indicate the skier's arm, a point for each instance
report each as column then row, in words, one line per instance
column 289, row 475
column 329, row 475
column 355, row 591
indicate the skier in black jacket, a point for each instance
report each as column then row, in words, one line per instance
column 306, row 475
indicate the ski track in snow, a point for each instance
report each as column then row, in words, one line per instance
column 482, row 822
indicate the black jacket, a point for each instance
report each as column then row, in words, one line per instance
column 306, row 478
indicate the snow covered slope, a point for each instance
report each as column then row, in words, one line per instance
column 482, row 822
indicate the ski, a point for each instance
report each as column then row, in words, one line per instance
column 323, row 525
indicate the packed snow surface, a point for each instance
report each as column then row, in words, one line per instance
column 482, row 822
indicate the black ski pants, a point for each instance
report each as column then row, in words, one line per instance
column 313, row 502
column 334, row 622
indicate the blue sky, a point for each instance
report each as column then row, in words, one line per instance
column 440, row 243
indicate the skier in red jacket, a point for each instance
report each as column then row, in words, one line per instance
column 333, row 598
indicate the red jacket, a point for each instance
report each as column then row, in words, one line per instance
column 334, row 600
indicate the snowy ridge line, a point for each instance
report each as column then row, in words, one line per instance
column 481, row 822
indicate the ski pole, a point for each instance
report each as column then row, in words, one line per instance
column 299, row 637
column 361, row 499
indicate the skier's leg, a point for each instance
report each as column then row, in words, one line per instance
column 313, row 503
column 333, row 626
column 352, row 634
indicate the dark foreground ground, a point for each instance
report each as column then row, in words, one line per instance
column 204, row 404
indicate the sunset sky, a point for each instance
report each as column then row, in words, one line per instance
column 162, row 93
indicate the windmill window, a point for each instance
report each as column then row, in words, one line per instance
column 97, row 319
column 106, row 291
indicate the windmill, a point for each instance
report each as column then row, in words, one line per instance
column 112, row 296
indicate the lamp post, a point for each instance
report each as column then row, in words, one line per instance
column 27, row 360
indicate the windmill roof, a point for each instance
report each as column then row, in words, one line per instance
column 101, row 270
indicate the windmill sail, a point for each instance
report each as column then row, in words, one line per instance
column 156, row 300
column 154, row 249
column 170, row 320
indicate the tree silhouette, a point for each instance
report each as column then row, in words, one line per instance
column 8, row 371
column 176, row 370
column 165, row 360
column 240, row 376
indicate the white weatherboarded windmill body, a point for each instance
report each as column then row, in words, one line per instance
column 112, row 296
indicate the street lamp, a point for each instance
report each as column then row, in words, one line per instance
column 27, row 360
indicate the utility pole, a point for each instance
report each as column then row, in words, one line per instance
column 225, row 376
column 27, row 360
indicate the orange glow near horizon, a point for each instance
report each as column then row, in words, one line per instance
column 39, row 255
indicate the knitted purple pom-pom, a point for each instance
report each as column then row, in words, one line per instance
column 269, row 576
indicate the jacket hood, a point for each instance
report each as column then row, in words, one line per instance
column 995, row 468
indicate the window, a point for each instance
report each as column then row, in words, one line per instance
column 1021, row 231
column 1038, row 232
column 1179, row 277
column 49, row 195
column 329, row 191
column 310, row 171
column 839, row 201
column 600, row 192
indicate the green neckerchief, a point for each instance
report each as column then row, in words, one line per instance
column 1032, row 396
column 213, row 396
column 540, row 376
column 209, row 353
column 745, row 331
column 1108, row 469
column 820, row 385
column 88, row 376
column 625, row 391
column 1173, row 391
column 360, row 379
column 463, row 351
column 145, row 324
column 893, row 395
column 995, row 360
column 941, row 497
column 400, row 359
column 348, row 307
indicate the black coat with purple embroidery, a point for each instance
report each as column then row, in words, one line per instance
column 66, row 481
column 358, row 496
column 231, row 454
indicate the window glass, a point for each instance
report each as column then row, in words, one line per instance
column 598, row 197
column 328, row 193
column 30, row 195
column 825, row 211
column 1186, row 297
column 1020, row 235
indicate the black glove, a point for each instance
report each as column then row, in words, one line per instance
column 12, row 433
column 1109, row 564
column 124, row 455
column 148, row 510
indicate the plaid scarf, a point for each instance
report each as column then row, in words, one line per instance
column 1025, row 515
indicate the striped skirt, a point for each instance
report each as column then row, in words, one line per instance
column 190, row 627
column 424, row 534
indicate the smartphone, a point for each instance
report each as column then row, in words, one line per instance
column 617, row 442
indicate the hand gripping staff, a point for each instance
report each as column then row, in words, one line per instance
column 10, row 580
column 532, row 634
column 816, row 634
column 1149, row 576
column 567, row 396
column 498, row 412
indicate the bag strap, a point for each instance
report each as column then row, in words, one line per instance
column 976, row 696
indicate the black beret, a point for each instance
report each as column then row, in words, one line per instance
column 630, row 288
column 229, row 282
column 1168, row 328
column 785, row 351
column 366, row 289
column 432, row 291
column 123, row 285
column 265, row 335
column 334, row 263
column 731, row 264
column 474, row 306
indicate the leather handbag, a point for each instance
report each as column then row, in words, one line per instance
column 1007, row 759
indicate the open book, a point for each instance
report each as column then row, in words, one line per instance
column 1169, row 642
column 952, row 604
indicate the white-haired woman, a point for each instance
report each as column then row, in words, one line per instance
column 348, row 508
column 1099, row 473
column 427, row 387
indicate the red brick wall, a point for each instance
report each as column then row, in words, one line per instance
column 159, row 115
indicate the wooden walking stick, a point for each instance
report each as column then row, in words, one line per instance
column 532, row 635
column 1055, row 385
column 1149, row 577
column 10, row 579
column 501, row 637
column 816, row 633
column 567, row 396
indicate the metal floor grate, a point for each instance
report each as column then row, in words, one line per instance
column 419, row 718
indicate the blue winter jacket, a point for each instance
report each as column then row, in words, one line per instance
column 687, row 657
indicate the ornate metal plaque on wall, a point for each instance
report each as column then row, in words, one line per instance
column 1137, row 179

============================================================

> WORK REQUIRED: The result should be every line of the material that contains the word "lamp", so copy those lines.

> EXERCISE SOLUTION:
indicate the lamp post, a point for each instance
indicate the street lamp, a point for each instance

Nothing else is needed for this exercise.